> **Task to carry out**: Omit every picture and write out the rest of the records exactly.

::::

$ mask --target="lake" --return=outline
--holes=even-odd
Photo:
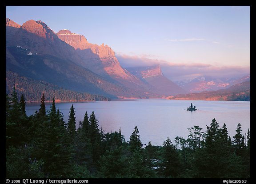
[[[192,103],[197,110],[186,111]],[[243,134],[247,132],[248,128],[251,131],[250,102],[146,99],[56,103],[56,108],[63,113],[66,123],[72,104],[76,111],[77,128],[85,112],[89,117],[93,111],[99,120],[99,128],[102,128],[105,132],[118,132],[121,127],[122,134],[127,141],[137,126],[144,144],[151,140],[152,145],[162,145],[169,137],[175,144],[176,136],[187,138],[189,133],[187,128],[197,125],[205,132],[206,125],[209,126],[213,118],[220,128],[226,124],[232,140],[239,123]],[[47,110],[50,110],[50,104],[46,103]],[[27,115],[33,114],[40,108],[40,103],[27,103]]]

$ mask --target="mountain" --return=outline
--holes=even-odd
[[[79,92],[112,98],[148,97],[141,90],[113,83],[86,68],[74,48],[43,22],[30,20],[17,25],[7,19],[6,35],[10,36],[6,43],[6,72]]]
[[[20,25],[13,22],[10,19],[5,19],[5,40],[6,44],[12,40],[18,28],[20,28]]]
[[[146,84],[151,86],[152,90],[155,93],[165,96],[187,93],[185,90],[164,76],[159,64],[127,69]]]
[[[195,92],[225,89],[250,80],[249,75],[240,79],[215,78],[208,76],[201,76],[190,80],[176,81],[175,83],[190,92]]]
[[[250,80],[233,85],[227,89],[217,91],[179,95],[169,96],[170,100],[250,101]]]
[[[113,82],[129,88],[144,90],[141,86],[143,83],[122,68],[114,52],[107,45],[102,44],[99,46],[90,43],[84,36],[66,29],[60,31],[56,35],[76,49],[84,67]]]

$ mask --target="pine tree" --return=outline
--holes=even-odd
[[[41,104],[39,109],[39,116],[43,117],[45,117],[46,115],[46,110],[45,110],[45,99],[44,98],[44,93],[43,93],[43,96],[41,98]]]
[[[246,157],[247,177],[250,178],[251,176],[251,136],[250,135],[250,130],[248,129],[247,135],[246,136],[247,140],[247,154]]]
[[[24,98],[24,96],[23,94],[21,95],[20,97],[20,106],[21,113],[24,116],[26,116],[26,102],[25,101],[25,98]]]
[[[82,124],[81,125],[81,131],[86,136],[88,136],[89,125],[90,122],[89,121],[89,118],[88,117],[88,114],[86,111],[85,112],[85,114],[84,117],[84,120],[83,120],[83,121],[82,121]]]
[[[242,134],[242,126],[239,123],[236,126],[236,134],[233,136],[234,138],[234,146],[236,153],[238,156],[243,156],[244,151],[244,136]]]
[[[220,134],[221,141],[224,144],[227,145],[228,143],[228,132],[225,124],[223,124],[223,126],[220,131],[221,132]]]
[[[140,151],[142,149],[143,144],[140,139],[139,132],[139,130],[136,126],[132,133],[132,135],[130,136],[130,141],[129,141],[130,150],[132,152],[136,150]]]
[[[68,122],[68,133],[72,139],[74,139],[76,135],[75,112],[75,108],[72,104],[69,111],[69,118]]]
[[[90,116],[89,121],[90,124],[88,135],[92,144],[92,158],[93,161],[96,162],[100,158],[102,150],[100,146],[100,130],[98,128],[99,122],[93,111]]]
[[[166,177],[176,177],[180,172],[180,161],[175,146],[169,137],[164,142],[163,172]]]
[[[88,128],[88,135],[92,144],[99,143],[100,140],[100,134],[99,127],[99,121],[95,116],[94,112],[92,111],[89,120],[90,124]]]

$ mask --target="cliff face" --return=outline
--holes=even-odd
[[[5,19],[5,40],[7,44],[20,28],[20,25],[10,19]]]
[[[142,83],[128,71],[123,68],[115,52],[107,45],[99,46],[88,42],[85,37],[62,30],[56,33],[59,38],[73,47],[82,58],[84,66],[104,77],[112,78],[128,87]]]
[[[187,93],[185,90],[164,76],[160,65],[127,69],[145,84],[152,87],[152,90],[156,93],[168,96]]]
[[[8,26],[10,27],[10,26]],[[33,54],[50,55],[79,64],[80,58],[72,47],[62,41],[43,22],[30,20],[16,28],[16,32],[6,45],[18,46]]]
[[[6,42],[6,72],[11,71],[35,81],[45,81],[79,92],[111,97],[132,98],[148,96],[148,93],[143,91],[143,88],[133,88],[134,83],[129,79],[123,79],[123,82],[121,83],[123,79],[121,75],[118,75],[118,69],[116,69],[116,67],[119,68],[119,68],[122,69],[120,70],[121,73],[124,75],[129,76],[128,72],[126,73],[126,71],[119,66],[117,60],[116,63],[113,62],[115,58],[111,56],[114,56],[114,53],[111,48],[104,45],[92,47],[94,45],[87,43],[84,36],[75,35],[80,39],[76,42],[76,48],[92,48],[75,50],[74,47],[59,38],[46,24],[40,20],[30,20],[20,26],[7,19],[6,25],[6,35],[10,36],[7,37]],[[70,38],[72,36],[68,36],[69,39],[68,40],[71,41]],[[77,40],[76,37],[74,38],[73,44],[75,44]],[[82,43],[84,44],[83,46]],[[78,51],[88,51],[90,53],[84,56],[89,59],[86,61],[87,63],[78,54]],[[88,64],[91,64],[91,66],[92,64],[97,65],[97,63],[105,64],[104,68],[106,71],[109,73],[113,71],[115,74],[116,75],[112,76],[112,77],[117,76],[121,80],[117,81],[110,77],[102,77],[88,69]],[[88,65],[90,66],[89,64]],[[99,67],[99,70],[104,70],[102,67]],[[139,81],[131,75],[132,77],[135,80]],[[128,85],[126,85],[125,83],[132,88],[128,88]],[[27,92],[26,90],[28,89],[25,90],[24,92]]]

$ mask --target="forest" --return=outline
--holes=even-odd
[[[28,116],[24,96],[6,94],[6,177],[250,178],[250,130],[243,135],[240,123],[232,139],[213,119],[205,132],[195,125],[187,137],[143,146],[136,126],[127,141],[121,128],[105,132],[85,112],[76,128],[73,105],[65,122],[54,98],[50,110],[45,101],[43,93]]]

::::

> **Reply to the task**:
$ mask --target="lake" --return=outline
--holes=even-odd
Photo:
[[[192,103],[197,110],[186,111]],[[243,134],[247,132],[248,128],[251,131],[250,102],[146,99],[56,103],[56,108],[63,113],[66,123],[72,104],[76,111],[77,128],[85,112],[89,117],[93,111],[99,120],[99,128],[102,128],[105,132],[118,132],[121,127],[122,134],[127,141],[137,126],[144,144],[151,140],[152,145],[162,145],[169,137],[175,144],[176,136],[187,138],[189,133],[187,128],[197,125],[205,132],[206,125],[209,126],[213,118],[220,128],[226,124],[232,140],[239,123]],[[47,110],[50,110],[50,104],[46,103]],[[27,115],[33,114],[40,108],[40,103],[27,103]]]

$ mask --target="mountain" --return=outline
--holes=even-odd
[[[79,92],[112,98],[148,97],[141,90],[113,83],[86,68],[74,48],[43,22],[30,20],[17,25],[7,19],[6,35],[10,36],[6,43],[6,72]]]
[[[20,25],[13,22],[10,19],[5,19],[5,40],[6,44],[12,40],[18,28],[20,28]]]
[[[146,84],[151,86],[152,90],[155,93],[165,96],[187,93],[185,90],[164,76],[159,64],[127,69]]]
[[[195,92],[225,89],[250,80],[249,75],[240,79],[215,78],[208,76],[201,76],[190,80],[176,81],[175,83],[190,92]]]
[[[250,80],[233,85],[227,89],[217,91],[179,95],[169,96],[170,100],[250,101]]]
[[[113,82],[129,88],[144,90],[141,86],[143,83],[122,68],[114,52],[107,45],[102,44],[99,46],[90,43],[84,36],[66,29],[60,31],[56,35],[76,49],[84,67]]]

$ mask --target="pine tree" --return=outline
--holes=even-odd
[[[41,104],[39,109],[39,116],[43,117],[45,117],[46,115],[46,110],[45,110],[45,99],[44,98],[44,93],[43,93],[43,96],[41,98]]]
[[[246,157],[247,177],[250,178],[251,176],[251,136],[250,135],[250,130],[248,129],[247,135],[246,136],[247,140],[247,154]]]
[[[24,98],[24,96],[23,94],[21,95],[20,97],[20,106],[21,113],[24,116],[26,116],[26,102],[25,101],[25,98]]]
[[[82,124],[81,125],[81,131],[86,136],[88,136],[89,125],[90,122],[89,121],[89,118],[88,117],[88,114],[86,111],[85,112],[85,114],[84,117],[84,120],[83,120],[83,121],[82,121]]]
[[[242,134],[242,126],[239,123],[236,126],[236,134],[233,136],[234,138],[234,146],[236,153],[238,156],[243,156],[244,151],[244,136]]]
[[[220,134],[221,141],[224,144],[227,145],[228,143],[228,132],[225,124],[223,124],[223,126],[220,131],[221,132]]]
[[[140,151],[142,149],[143,144],[140,139],[139,132],[139,130],[136,126],[132,133],[132,135],[130,136],[130,141],[129,141],[130,150],[132,152],[136,150]]]
[[[68,122],[68,133],[72,139],[74,139],[76,135],[75,112],[75,108],[72,104],[69,111],[69,118]]]
[[[90,116],[89,121],[90,124],[88,135],[92,144],[92,158],[93,161],[96,162],[100,158],[102,150],[100,146],[100,130],[98,128],[99,122],[93,111]]]
[[[166,177],[176,177],[180,172],[180,161],[175,146],[169,137],[164,142],[163,172]]]
[[[88,128],[88,135],[92,144],[99,143],[100,140],[100,134],[99,127],[99,121],[95,116],[94,112],[92,111],[89,120],[90,124]]]

$ mask --target="cliff face" --return=outline
--holes=even-odd
[[[5,19],[5,40],[7,44],[20,28],[20,25],[10,19]]]
[[[142,83],[128,71],[123,68],[115,52],[107,45],[99,46],[88,42],[85,37],[62,30],[56,33],[59,38],[73,47],[82,58],[84,66],[104,77],[112,78],[128,87]]]
[[[187,93],[185,90],[164,76],[160,65],[127,69],[145,84],[152,87],[152,90],[156,93],[168,96]]]
[[[8,26],[10,27],[10,26]],[[33,54],[50,55],[79,64],[80,58],[72,47],[62,41],[43,22],[30,20],[16,28],[16,32],[6,45],[18,46]]]
[[[6,42],[6,72],[11,71],[35,81],[45,81],[79,92],[111,97],[132,98],[148,96],[148,93],[143,91],[143,88],[133,88],[134,83],[129,79],[123,79],[123,82],[121,83],[123,79],[121,75],[118,75],[118,69],[116,69],[116,67],[119,68],[119,68],[122,69],[120,70],[121,73],[124,75],[129,76],[128,72],[126,73],[126,71],[119,66],[117,60],[116,63],[113,62],[115,58],[111,56],[114,56],[114,53],[111,48],[104,45],[92,47],[94,45],[87,43],[84,36],[75,35],[80,39],[76,42],[76,48],[92,48],[75,50],[74,47],[59,38],[46,24],[40,20],[30,20],[20,26],[7,19],[6,25],[6,35],[10,36],[7,37]],[[70,38],[72,36],[68,36],[69,39],[68,40],[71,41]],[[77,40],[76,37],[74,38],[73,44],[75,44]],[[82,43],[84,44],[83,46]],[[78,51],[88,51],[90,53],[84,56],[89,59],[86,61],[87,63],[78,54]],[[88,64],[91,64],[91,66],[92,64],[97,65],[97,63],[105,64],[104,68],[106,71],[109,73],[113,71],[115,74],[116,75],[112,76],[112,77],[117,76],[121,80],[117,81],[110,77],[102,77],[88,69]],[[88,65],[90,66],[89,64]],[[99,67],[99,70],[104,70],[102,67]],[[139,81],[131,75],[132,77],[135,80]],[[128,85],[126,85],[125,83],[132,88],[128,88]],[[27,92],[26,90],[28,89],[25,90],[24,92]]]

$ mask --target="forest" --return=outline
--holes=even-odd
[[[28,116],[24,96],[6,94],[6,177],[250,178],[250,130],[243,135],[240,123],[232,139],[213,119],[205,132],[195,125],[187,137],[143,146],[136,126],[127,141],[121,128],[105,132],[85,112],[76,128],[73,105],[65,122],[54,98],[50,110],[45,101],[43,93]]]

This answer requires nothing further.